WHAT YOU ARE ASKED TO DO
Please return the lines below verbatim, beginning at the one that has "# test: pointer drops one pin on the divided" and stopping after the one that has "# test: pointer drops one pin on the hedge", and add no other lines.

EXTRACTED ENTRIES

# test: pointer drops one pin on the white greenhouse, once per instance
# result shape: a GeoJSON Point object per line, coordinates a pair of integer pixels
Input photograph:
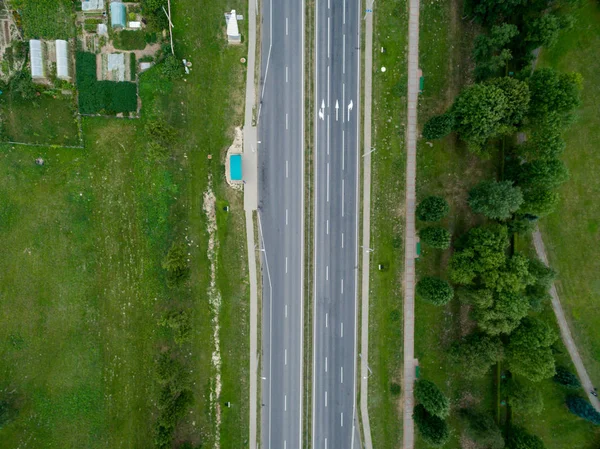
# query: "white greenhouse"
{"type": "Point", "coordinates": [36, 59]}
{"type": "Point", "coordinates": [62, 59]}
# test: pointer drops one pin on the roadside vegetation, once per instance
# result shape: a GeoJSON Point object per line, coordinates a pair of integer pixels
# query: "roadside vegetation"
{"type": "Point", "coordinates": [387, 223]}
{"type": "Point", "coordinates": [494, 349]}
{"type": "Point", "coordinates": [124, 323]}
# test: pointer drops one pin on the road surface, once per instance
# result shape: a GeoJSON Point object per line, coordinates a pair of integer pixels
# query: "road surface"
{"type": "Point", "coordinates": [337, 121]}
{"type": "Point", "coordinates": [281, 193]}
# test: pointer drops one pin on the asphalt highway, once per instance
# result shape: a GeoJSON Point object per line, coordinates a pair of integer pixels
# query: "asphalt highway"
{"type": "Point", "coordinates": [281, 213]}
{"type": "Point", "coordinates": [336, 222]}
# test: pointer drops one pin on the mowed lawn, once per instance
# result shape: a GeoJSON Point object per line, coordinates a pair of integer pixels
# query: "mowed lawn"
{"type": "Point", "coordinates": [387, 222]}
{"type": "Point", "coordinates": [81, 278]}
{"type": "Point", "coordinates": [78, 284]}
{"type": "Point", "coordinates": [572, 233]}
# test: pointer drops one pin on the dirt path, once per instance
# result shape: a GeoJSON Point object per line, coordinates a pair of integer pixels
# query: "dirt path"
{"type": "Point", "coordinates": [565, 332]}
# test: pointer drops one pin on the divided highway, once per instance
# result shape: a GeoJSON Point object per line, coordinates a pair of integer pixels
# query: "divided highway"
{"type": "Point", "coordinates": [336, 221]}
{"type": "Point", "coordinates": [281, 220]}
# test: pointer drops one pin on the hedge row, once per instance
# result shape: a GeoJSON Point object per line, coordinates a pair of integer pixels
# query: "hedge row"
{"type": "Point", "coordinates": [95, 96]}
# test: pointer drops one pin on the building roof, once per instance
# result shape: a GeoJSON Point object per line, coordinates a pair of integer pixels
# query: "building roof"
{"type": "Point", "coordinates": [92, 5]}
{"type": "Point", "coordinates": [36, 58]}
{"type": "Point", "coordinates": [233, 31]}
{"type": "Point", "coordinates": [62, 59]}
{"type": "Point", "coordinates": [235, 167]}
{"type": "Point", "coordinates": [118, 13]}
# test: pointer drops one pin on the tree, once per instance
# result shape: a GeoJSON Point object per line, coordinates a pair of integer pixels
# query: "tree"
{"type": "Point", "coordinates": [497, 200]}
{"type": "Point", "coordinates": [582, 408]}
{"type": "Point", "coordinates": [482, 428]}
{"type": "Point", "coordinates": [432, 429]}
{"type": "Point", "coordinates": [481, 250]}
{"type": "Point", "coordinates": [432, 208]}
{"type": "Point", "coordinates": [554, 92]}
{"type": "Point", "coordinates": [489, 51]}
{"type": "Point", "coordinates": [566, 378]}
{"type": "Point", "coordinates": [438, 126]}
{"type": "Point", "coordinates": [538, 201]}
{"type": "Point", "coordinates": [504, 315]}
{"type": "Point", "coordinates": [436, 237]}
{"type": "Point", "coordinates": [519, 438]}
{"type": "Point", "coordinates": [524, 398]}
{"type": "Point", "coordinates": [479, 114]}
{"type": "Point", "coordinates": [176, 264]}
{"type": "Point", "coordinates": [432, 398]}
{"type": "Point", "coordinates": [434, 290]}
{"type": "Point", "coordinates": [476, 353]}
{"type": "Point", "coordinates": [529, 351]}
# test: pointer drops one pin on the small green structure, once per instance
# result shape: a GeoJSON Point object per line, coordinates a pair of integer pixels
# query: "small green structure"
{"type": "Point", "coordinates": [118, 15]}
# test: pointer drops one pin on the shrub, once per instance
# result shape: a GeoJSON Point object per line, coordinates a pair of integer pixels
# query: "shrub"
{"type": "Point", "coordinates": [436, 237]}
{"type": "Point", "coordinates": [432, 208]}
{"type": "Point", "coordinates": [432, 398]}
{"type": "Point", "coordinates": [432, 429]}
{"type": "Point", "coordinates": [438, 126]}
{"type": "Point", "coordinates": [566, 378]}
{"type": "Point", "coordinates": [434, 290]}
{"type": "Point", "coordinates": [582, 408]}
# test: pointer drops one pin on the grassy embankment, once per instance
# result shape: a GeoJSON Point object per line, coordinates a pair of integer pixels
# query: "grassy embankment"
{"type": "Point", "coordinates": [387, 221]}
{"type": "Point", "coordinates": [83, 238]}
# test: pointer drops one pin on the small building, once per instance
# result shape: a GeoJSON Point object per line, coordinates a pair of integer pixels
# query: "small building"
{"type": "Point", "coordinates": [62, 59]}
{"type": "Point", "coordinates": [36, 57]}
{"type": "Point", "coordinates": [92, 5]}
{"type": "Point", "coordinates": [235, 167]}
{"type": "Point", "coordinates": [118, 15]}
{"type": "Point", "coordinates": [233, 31]}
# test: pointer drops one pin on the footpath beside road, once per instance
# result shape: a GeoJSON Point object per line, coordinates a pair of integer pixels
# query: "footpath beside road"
{"type": "Point", "coordinates": [366, 234]}
{"type": "Point", "coordinates": [565, 332]}
{"type": "Point", "coordinates": [410, 238]}
{"type": "Point", "coordinates": [250, 171]}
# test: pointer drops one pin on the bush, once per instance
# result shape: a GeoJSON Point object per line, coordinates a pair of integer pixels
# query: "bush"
{"type": "Point", "coordinates": [432, 208]}
{"type": "Point", "coordinates": [432, 398]}
{"type": "Point", "coordinates": [432, 429]}
{"type": "Point", "coordinates": [436, 237]}
{"type": "Point", "coordinates": [438, 126]}
{"type": "Point", "coordinates": [582, 408]}
{"type": "Point", "coordinates": [434, 290]}
{"type": "Point", "coordinates": [566, 378]}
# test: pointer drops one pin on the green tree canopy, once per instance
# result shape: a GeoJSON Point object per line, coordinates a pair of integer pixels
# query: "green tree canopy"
{"type": "Point", "coordinates": [529, 351]}
{"type": "Point", "coordinates": [566, 378]}
{"type": "Point", "coordinates": [482, 428]}
{"type": "Point", "coordinates": [438, 126]}
{"type": "Point", "coordinates": [436, 237]}
{"type": "Point", "coordinates": [519, 438]}
{"type": "Point", "coordinates": [524, 398]}
{"type": "Point", "coordinates": [434, 290]}
{"type": "Point", "coordinates": [476, 353]}
{"type": "Point", "coordinates": [432, 208]}
{"type": "Point", "coordinates": [432, 429]}
{"type": "Point", "coordinates": [497, 200]}
{"type": "Point", "coordinates": [582, 408]}
{"type": "Point", "coordinates": [432, 398]}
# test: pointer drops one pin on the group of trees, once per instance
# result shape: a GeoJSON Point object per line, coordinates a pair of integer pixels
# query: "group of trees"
{"type": "Point", "coordinates": [429, 415]}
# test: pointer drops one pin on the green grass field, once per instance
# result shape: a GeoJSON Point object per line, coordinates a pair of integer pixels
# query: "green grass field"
{"type": "Point", "coordinates": [46, 121]}
{"type": "Point", "coordinates": [387, 222]}
{"type": "Point", "coordinates": [81, 281]}
{"type": "Point", "coordinates": [572, 243]}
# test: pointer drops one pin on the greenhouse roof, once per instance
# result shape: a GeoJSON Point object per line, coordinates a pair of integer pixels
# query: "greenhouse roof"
{"type": "Point", "coordinates": [118, 14]}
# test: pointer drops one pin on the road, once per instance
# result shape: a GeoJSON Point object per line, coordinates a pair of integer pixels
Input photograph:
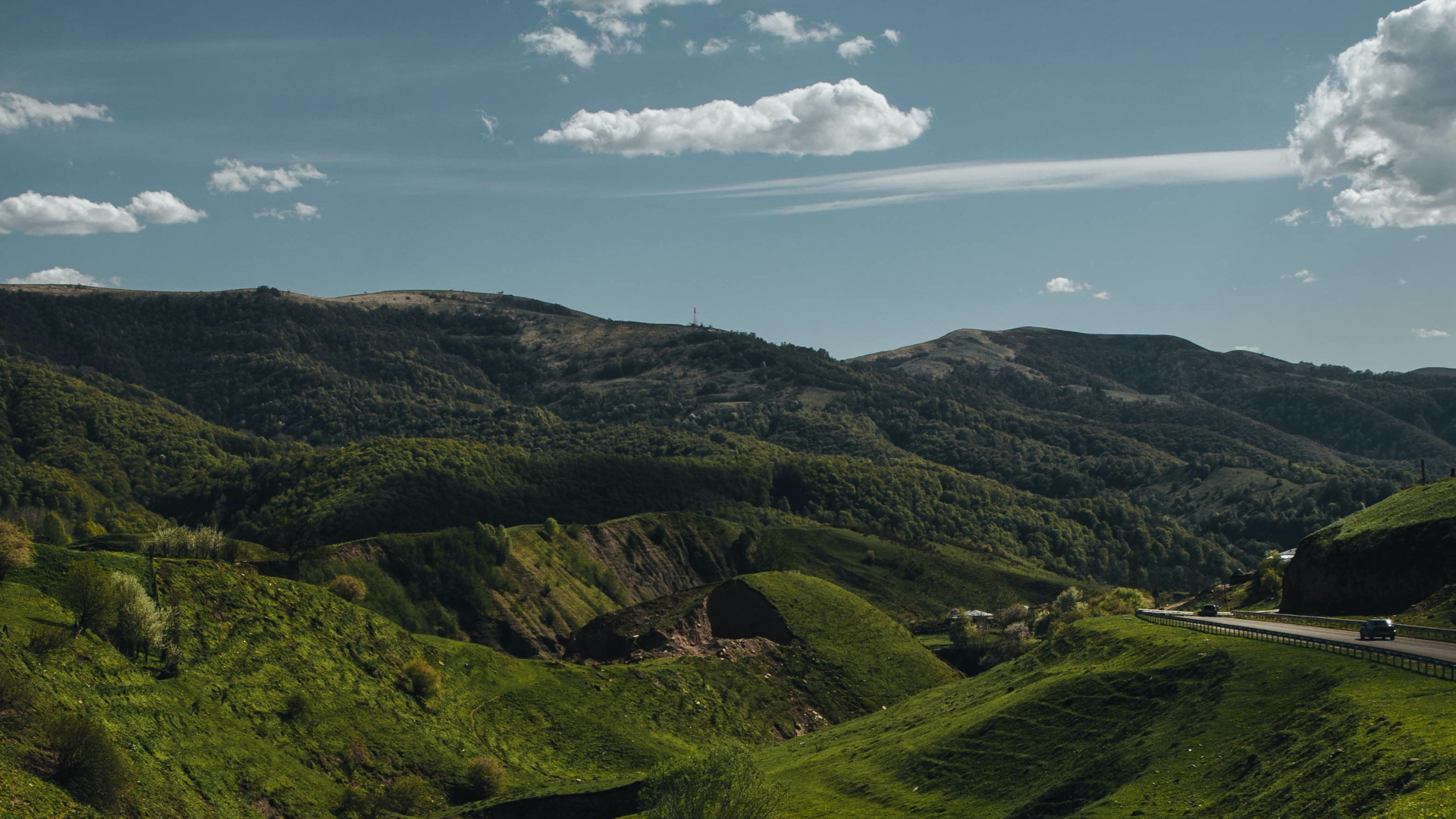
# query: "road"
{"type": "Point", "coordinates": [1432, 649]}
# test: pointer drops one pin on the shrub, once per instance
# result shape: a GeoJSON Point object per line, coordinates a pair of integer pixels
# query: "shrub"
{"type": "Point", "coordinates": [485, 776]}
{"type": "Point", "coordinates": [89, 529]}
{"type": "Point", "coordinates": [92, 596]}
{"type": "Point", "coordinates": [413, 796]}
{"type": "Point", "coordinates": [139, 623]}
{"type": "Point", "coordinates": [55, 531]}
{"type": "Point", "coordinates": [15, 548]}
{"type": "Point", "coordinates": [86, 761]}
{"type": "Point", "coordinates": [422, 678]}
{"type": "Point", "coordinates": [297, 706]}
{"type": "Point", "coordinates": [348, 588]}
{"type": "Point", "coordinates": [721, 784]}
{"type": "Point", "coordinates": [1068, 601]}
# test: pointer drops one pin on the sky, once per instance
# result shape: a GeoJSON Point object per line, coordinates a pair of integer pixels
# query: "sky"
{"type": "Point", "coordinates": [851, 175]}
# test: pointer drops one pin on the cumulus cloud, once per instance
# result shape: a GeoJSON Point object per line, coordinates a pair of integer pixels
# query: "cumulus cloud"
{"type": "Point", "coordinates": [1063, 284]}
{"type": "Point", "coordinates": [855, 49]}
{"type": "Point", "coordinates": [823, 118]}
{"type": "Point", "coordinates": [786, 27]}
{"type": "Point", "coordinates": [491, 124]}
{"type": "Point", "coordinates": [41, 215]}
{"type": "Point", "coordinates": [234, 177]}
{"type": "Point", "coordinates": [717, 46]}
{"type": "Point", "coordinates": [299, 210]}
{"type": "Point", "coordinates": [1385, 120]}
{"type": "Point", "coordinates": [1292, 218]}
{"type": "Point", "coordinates": [19, 111]}
{"type": "Point", "coordinates": [63, 276]}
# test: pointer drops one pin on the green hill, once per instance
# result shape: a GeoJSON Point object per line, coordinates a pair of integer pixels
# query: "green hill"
{"type": "Point", "coordinates": [289, 695]}
{"type": "Point", "coordinates": [1116, 717]}
{"type": "Point", "coordinates": [1381, 560]}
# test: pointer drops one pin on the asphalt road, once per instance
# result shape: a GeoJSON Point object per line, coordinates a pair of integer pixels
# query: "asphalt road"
{"type": "Point", "coordinates": [1433, 649]}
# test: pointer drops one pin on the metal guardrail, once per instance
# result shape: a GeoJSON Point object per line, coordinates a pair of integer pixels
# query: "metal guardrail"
{"type": "Point", "coordinates": [1420, 632]}
{"type": "Point", "coordinates": [1417, 664]}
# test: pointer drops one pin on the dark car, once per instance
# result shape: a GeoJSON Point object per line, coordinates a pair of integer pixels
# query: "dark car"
{"type": "Point", "coordinates": [1378, 629]}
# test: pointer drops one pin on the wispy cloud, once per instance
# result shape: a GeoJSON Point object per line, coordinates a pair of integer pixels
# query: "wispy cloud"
{"type": "Point", "coordinates": [902, 186]}
{"type": "Point", "coordinates": [299, 210]}
{"type": "Point", "coordinates": [19, 111]}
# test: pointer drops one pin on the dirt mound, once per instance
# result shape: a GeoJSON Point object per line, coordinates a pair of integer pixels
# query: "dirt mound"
{"type": "Point", "coordinates": [728, 618]}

THE ANSWER
# test: pointer drops one pin on the divided highway, once per instance
# result shape: a GeoJSON Point object per line, coordinates a pair of integer pixels
# query: "divided highway"
{"type": "Point", "coordinates": [336, 221]}
{"type": "Point", "coordinates": [281, 220]}
# test: pointer drops one pin on the hedge row, once per instance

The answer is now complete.